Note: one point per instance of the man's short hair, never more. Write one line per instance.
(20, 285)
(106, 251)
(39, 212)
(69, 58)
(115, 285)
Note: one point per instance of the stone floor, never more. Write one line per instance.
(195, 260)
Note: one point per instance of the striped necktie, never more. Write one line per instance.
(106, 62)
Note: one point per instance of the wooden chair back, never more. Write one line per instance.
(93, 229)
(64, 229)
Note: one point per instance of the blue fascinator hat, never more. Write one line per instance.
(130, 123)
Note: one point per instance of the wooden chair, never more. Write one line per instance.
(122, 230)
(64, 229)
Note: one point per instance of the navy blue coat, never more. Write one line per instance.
★ ★ ★ ★ ★ ★ ★
__Exercise brief__
Rewrite every one of the entries above as a numbered list, dropping any blank lines.

__The completed task__
1. Note: one point per instance of the man's short hair, never more. Write one line per instance.
2. (20, 285)
3. (106, 251)
4. (39, 212)
5. (69, 58)
6. (115, 285)
7. Note: one point per instance of the stone floor, never more. Write one line per instance.
8. (195, 260)
9. Note: one point per instance of the striped necktie, never more. Write one line per instance.
10. (106, 62)
11. Note: one point per instance of the wooden chair back, never more. Write one line per instance.
12. (93, 229)
13. (64, 229)
14. Note: one point per instance of the blue fascinator hat, never more. Write one line per instance.
15. (130, 123)
16. Note: one point per instance of the wooden chair, never more. Write one line per instance.
17. (122, 230)
18. (64, 229)
19. Note: one point per instance of the navy blue coat, never more. Write one line per instance.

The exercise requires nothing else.